**Challenges**
1 > Quote the passage of the Seoul restaurant review that begins at the words "First off, let" and stops after "most recent visit!".
2 > Answer these questions from the Seoul restaurant review:
(a) At what address is the restaurant located?
(b) What drink did Jeremy order?
(c) What was missing in the restaurant's bathroom?

**Text segment**

....

The Tortoise and The Bear!

Follow us on our mostly frustrating adventures

If you have no soul, go to Seoul! February 7, 2012

First off, let me start this with saying, never ever go to Seoul. The owner is a complete jerk and the food is not worth the price.

How exciting. As of a few minutes ago, I can say that I have had the worst restaurant experience EVER. Here in the little town of Little Rock, Arkansas! Jeremy and I decided to go to Seoul, for the second time. Seoul is a Korean restaurant found at 5923 Kavanaugh Boulevard. The first time I had a similar awful food experience, however I just sucked it up and attempted to choke down the food I was served. But let’s not talk about that, lets talk about our most recent visit!

In the beginning, our visit to Seoul was pleasant. The atmosphere of the restaurant is pleasant and our waitress was very nice. I ordered a black tea and water, Jeremy got a diet coke (because that is all he drinks). For teabag tea, my hot black tea was actually really good. Jeremy said his diet coke was “average”.

Then we ordered! Jeremy got a beef bulgogi and I got a tofu bibimbap, egg rolls, avocado roll, asparagus roll and a house salad (we split much of this). (Jeremy: I went to the bathroom, because that’s what I do. It was a single-serve bathroom, but for some reason had two chairs next to the inconvenient toilet paper roll. I guess that was an invitation to use the chairs instead of the toilet, but unfortunately I was only in there to wash my hands. Speaking of which, there was NO HOT WATER in the bathroom, a major restaurant pet peeve of mine.)

First out was the salad, which was okay. The greens themselves were amazing looking, but the dressing is that kind of ginger dressing that I hate so much. You know, the kind that just seems like it is ginger pulp? I much prefer the ginger dressing found at Igibon, but I won’t hold that against Seoul. (Jeremy: creamy dressing FTW, of course)

Then, came the egg rolls! The egg rolls were amazing (I think, Jeremy had to add soy to his). The dipping sauce was spicy, acidic and had a really nice bite to it, these are all things I love. The egg rolls were satisfyingly crunchy and the insides were tasty and for me, very tasty. I ended up drinking some of the sauce and it was. so. good. Good job Seoul!

Then, our sushi came! The sushi was beautiful and overall very good. The avocado roll didn’t have crunchy avocado, which sometimes happens and it makes me want to vomit. This avocado was deliciously ripe and their was just enough cucumber to help make it not too mushy feeling in your mouth. The asparagus roll had a delicious crunchy outside, but the inside was just a little too mushy for me. It wasn’t bad, necessarily, but I did think it could have used about a minute less cooking time. Overall, great though!

But then… it all went terribly downhill. Our main dishes came out and instantly I could tell that I was about to experience the same mushy, bland, awful bibimbap that I had had last time. Please, please be wrong I said to myself. Please, maybe a swarm of bugs will fly over the food, die instantly and fall into the bowl, this giving SOME SORT OF TASTE to the entire trainwreck of a bowl of food.

But, that didn’t happen.

....

Data entries:

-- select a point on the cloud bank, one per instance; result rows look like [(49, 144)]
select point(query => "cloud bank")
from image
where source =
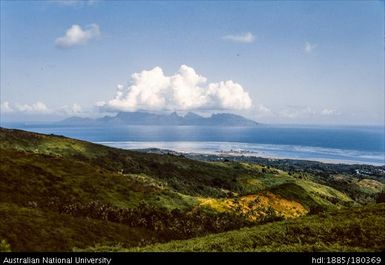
[(76, 36), (185, 90), (246, 37)]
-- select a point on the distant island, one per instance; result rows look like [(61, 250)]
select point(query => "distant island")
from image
[(147, 118)]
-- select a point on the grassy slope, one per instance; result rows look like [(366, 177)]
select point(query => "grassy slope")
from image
[(357, 229), (31, 229), (39, 171)]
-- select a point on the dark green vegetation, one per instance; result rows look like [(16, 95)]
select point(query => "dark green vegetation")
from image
[(357, 229), (62, 194)]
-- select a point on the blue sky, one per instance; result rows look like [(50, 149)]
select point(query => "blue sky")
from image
[(288, 61)]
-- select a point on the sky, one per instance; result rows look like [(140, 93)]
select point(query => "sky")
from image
[(299, 62)]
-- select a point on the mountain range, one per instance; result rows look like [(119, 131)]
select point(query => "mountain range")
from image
[(147, 118), (63, 194)]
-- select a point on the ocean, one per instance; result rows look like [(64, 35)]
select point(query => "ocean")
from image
[(336, 144)]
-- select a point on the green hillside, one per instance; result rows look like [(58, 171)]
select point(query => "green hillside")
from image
[(59, 194), (357, 229)]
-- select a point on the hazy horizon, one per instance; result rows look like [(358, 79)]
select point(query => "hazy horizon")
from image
[(273, 62)]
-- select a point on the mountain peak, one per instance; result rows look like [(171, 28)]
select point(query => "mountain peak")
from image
[(173, 119)]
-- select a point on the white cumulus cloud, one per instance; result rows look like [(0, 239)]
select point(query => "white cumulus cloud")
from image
[(246, 37), (38, 107), (185, 90), (329, 112), (76, 36)]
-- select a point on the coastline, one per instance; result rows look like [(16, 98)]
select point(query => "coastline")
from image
[(270, 152)]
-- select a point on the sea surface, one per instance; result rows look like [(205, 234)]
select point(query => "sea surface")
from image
[(336, 144)]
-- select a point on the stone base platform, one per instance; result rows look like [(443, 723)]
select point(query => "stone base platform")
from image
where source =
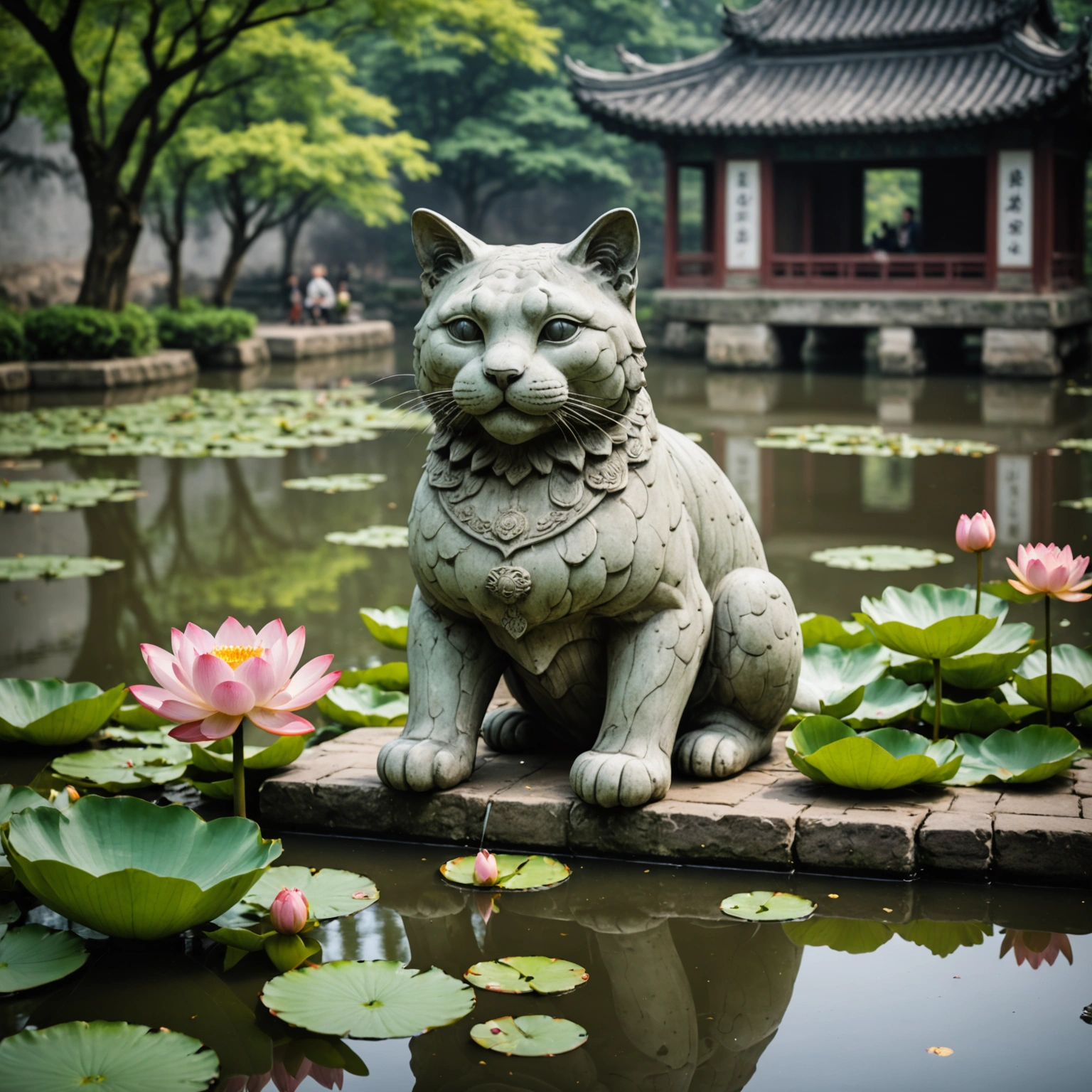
[(770, 816), (297, 343)]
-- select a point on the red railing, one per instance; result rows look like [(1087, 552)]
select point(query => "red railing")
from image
[(1067, 271), (873, 271)]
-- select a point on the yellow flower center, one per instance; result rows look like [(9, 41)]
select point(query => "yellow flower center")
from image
[(235, 654)]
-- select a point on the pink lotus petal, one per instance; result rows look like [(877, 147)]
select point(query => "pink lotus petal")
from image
[(279, 722), (209, 672), (232, 698)]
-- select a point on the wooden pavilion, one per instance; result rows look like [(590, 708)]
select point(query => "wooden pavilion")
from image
[(771, 138)]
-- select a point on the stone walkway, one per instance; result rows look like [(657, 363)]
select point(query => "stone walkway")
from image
[(769, 816)]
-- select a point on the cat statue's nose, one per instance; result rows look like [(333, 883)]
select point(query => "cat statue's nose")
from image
[(505, 363)]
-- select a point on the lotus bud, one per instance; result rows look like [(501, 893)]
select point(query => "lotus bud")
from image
[(289, 911), (485, 868), (975, 533)]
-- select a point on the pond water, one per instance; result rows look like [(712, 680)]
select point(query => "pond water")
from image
[(678, 997)]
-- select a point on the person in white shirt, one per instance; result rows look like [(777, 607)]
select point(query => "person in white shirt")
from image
[(320, 299)]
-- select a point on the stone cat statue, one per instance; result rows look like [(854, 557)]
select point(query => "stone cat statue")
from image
[(564, 539)]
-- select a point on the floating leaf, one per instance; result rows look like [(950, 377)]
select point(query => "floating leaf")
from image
[(54, 566), (390, 628), (518, 872), (336, 483), (378, 537), (527, 974), (1024, 757), (128, 868), (879, 558), (51, 713), (368, 1000), (115, 1056), (768, 906), (929, 621), (32, 956), (534, 1037), (365, 706)]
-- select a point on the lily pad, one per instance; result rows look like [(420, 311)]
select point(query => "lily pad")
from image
[(368, 1000), (823, 629), (330, 892), (32, 956), (336, 483), (1071, 682), (379, 536), (51, 713), (517, 872), (884, 701), (768, 906), (128, 868), (55, 567), (118, 769), (1016, 758), (365, 706), (115, 1056), (929, 623), (527, 974), (829, 751), (880, 558), (833, 680), (390, 628), (534, 1037)]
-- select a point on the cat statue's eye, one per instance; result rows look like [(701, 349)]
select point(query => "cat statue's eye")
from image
[(558, 330), (466, 330)]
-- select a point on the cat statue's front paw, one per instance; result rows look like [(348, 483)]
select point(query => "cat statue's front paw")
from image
[(615, 780), (423, 766)]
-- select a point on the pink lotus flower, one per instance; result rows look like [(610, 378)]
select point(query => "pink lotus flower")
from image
[(211, 682), (1037, 948), (975, 533), (289, 911), (485, 868), (1046, 569)]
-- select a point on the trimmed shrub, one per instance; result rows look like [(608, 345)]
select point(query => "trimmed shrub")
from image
[(203, 329), (68, 332), (12, 346)]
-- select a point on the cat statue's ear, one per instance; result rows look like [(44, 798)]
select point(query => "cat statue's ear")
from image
[(441, 247), (611, 245)]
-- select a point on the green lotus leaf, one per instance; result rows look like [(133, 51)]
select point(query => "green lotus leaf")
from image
[(128, 868), (117, 769), (1016, 758), (216, 757), (368, 1000), (330, 892), (393, 676), (534, 1037), (929, 623), (32, 956), (517, 872), (115, 1056), (833, 680), (823, 629), (51, 713), (1071, 685), (886, 758), (336, 483), (884, 701), (840, 934), (768, 906), (527, 974), (390, 628), (55, 566), (365, 706), (992, 661)]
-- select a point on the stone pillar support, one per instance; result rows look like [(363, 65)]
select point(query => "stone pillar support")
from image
[(751, 346)]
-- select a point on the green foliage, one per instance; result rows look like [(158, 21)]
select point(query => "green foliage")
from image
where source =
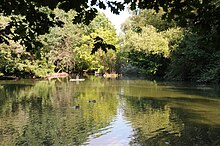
[(16, 62), (195, 59)]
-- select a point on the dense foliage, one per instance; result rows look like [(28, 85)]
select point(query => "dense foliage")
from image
[(158, 48), (172, 39), (66, 48)]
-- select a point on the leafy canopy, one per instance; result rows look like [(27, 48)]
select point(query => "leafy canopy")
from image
[(38, 17)]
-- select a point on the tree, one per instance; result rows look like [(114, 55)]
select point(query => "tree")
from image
[(203, 15)]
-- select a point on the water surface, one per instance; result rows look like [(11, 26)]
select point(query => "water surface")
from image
[(126, 112)]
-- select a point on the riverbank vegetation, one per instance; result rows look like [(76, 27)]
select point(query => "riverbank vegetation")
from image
[(154, 43)]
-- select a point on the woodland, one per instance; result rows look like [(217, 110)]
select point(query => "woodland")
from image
[(170, 39)]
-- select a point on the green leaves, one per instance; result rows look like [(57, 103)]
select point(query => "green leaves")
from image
[(100, 44)]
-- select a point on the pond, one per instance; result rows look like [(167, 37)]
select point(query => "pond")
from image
[(108, 112)]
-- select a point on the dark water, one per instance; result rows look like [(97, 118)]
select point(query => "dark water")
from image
[(126, 112)]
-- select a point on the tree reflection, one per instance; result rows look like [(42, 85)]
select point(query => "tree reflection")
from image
[(41, 113), (155, 122)]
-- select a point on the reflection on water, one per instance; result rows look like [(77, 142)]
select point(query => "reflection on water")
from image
[(126, 112)]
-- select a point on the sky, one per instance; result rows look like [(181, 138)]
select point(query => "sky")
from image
[(116, 20)]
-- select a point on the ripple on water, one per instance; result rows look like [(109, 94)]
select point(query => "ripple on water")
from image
[(118, 133)]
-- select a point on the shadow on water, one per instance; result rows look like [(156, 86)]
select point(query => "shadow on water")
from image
[(164, 122), (129, 112)]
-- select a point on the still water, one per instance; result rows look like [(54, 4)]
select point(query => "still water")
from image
[(122, 112)]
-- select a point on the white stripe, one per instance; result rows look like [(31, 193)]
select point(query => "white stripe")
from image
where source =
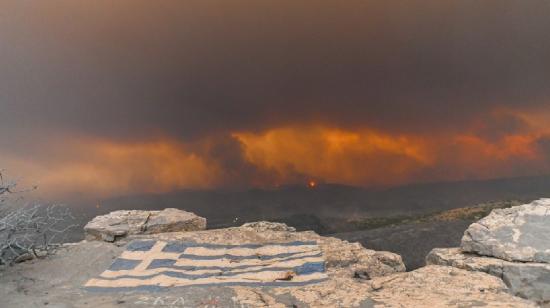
[(148, 272), (167, 281), (235, 263), (264, 250)]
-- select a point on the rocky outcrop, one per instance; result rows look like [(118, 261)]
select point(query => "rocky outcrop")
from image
[(520, 233), (341, 257), (357, 277), (528, 280), (120, 224), (512, 244)]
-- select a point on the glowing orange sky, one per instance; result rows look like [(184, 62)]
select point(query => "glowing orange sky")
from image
[(106, 98), (286, 154)]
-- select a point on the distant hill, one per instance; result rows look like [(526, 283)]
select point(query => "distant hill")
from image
[(304, 207)]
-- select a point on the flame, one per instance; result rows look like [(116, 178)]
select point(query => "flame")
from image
[(306, 153)]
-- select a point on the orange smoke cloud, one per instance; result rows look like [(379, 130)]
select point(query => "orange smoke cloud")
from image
[(105, 168), (335, 155), (287, 154)]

....

**Answers for the exercise**
1 >
First off, let me start this with saying, never ever go to Seoul. The owner is a complete jerk and the food is not worth the price.

How exciting. As of a few minutes ago, I can say that I have had the worst restaurant experience EVER. Here in the little town of Little Rock, Arkansas! Jeremy and I decided to go to Seoul, for the second time. Seoul is a Korean restaurant found at 5923 Kavanaugh Boulevard. The first time I had a similar awful food experience, however I just sucked it up and attempted to choke down the food I was served. But let’s not talk about that, lets talk about our most recent visit!

2 >
(a) 5923 Kavanaugh Boulevard
(b) A diet coke
(c) Hot water